INSTRUCCIONES DE TRABAJO -
1. Según el fragmento sobre la caída en el embudo, ¿qué es, en definitiva, lo que le quita el aliento?
2. Prolonga el fragmento sobre la caída en el embudo a partir de su última frase.

FRAGMENTO DE PÁGINA -
------------------------------------
En esa caída incesante, en ese embudo -que todos de vez en cuando nos debiéramos colgar de la sesera- que la traga y que poco o nada tiene del de la Ascensión al Empíreo de El Bosco, pudiera parecer que no hay esperanza posible, ni tregua. La hay -y digo que “la hay” porque estoy seguro-. Y dónde ella precisamente la encuentra -dice que sólo- es subida a unas tablas, sobre un escenario, recibiendo el calor que le falta en la vida verdadera. Desde allí arriba se increpa, se lacera, le escupe a la imagen deformada de su espejo todo el drama que le sitia. Y se convierte en pietà - abrazada a un hombre igual de completo que yo-. Y despliega unas alas de carne -lo mismo que Francis Bacon y antes Rembrandt- para, como un ángel -exterminador-, anunciarnos todo su miedo. Y nos reprende, a su público fiel; nos obliga a mirarnos de cerca y tirar del ombligo para ver si encontramos algo que no sea pelusa, tal vez un túnel que transite al corazón. Porque, en definitiva, sin duda, todo lo que le quita el aliento -hasta hacerle balbucear sus deseos- es el amor o, más bien, su ausencia manifiesta.
------------------------------------
EXTRACTO DE DATOS -
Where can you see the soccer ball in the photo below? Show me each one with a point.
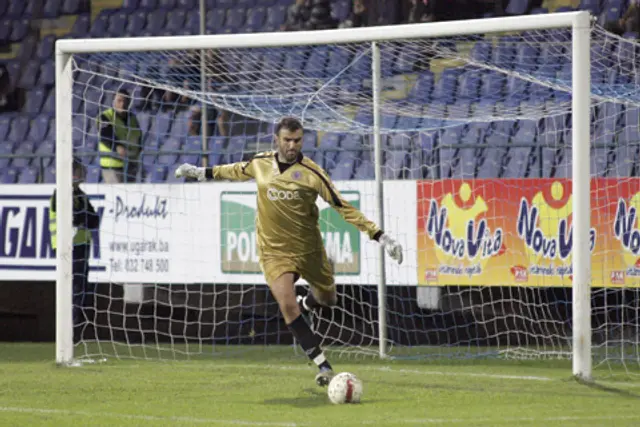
(345, 388)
------------------------------------
LISTA DE RESPUESTAS -
1. El amor o, más bien, su ausencia manifiesta.

2.
“Ay, amor, si te llevas mi alma/llévate de mí, también el dolor”, sigue Ignacio Jacinto Villa, Bola de nieve, - “franciscano pasado por el trópico” para Camilo José Cela-; justo lo mismo que parece perseguir Liddell mientras lucha con la nada. Cuando era pequeño, yo también tenía miedo a la nada -por culpa de Michael Ende y su Historia Interminable-; durante años, la oscuridad me asustaba porque me recordaba a ella, a ese vacío que se debe parecer al limbo de Los otros y que acaba surcando Bastián -y digo “durante años” por no reconocer que todavía un poco-. Y dormía con una luz encendida, como Dalida. O abrazado a un muñeco brillante con forma de gusano. Y corría a la cama de mi hermana pequeña para repartir el miedo. Sin miedo no seríamos nosotros porque seríamos inmensamente mejores. Por eso a los malos les gusta tanto asustar -e incendiar obras de arte-, porque les hace creer que son más fuertes. Y lo son, a veces; y peores, siempre, mucho peores. Cuídense de los malos tanto como de los profetas del nada; nada son y en nada les querrán convertir.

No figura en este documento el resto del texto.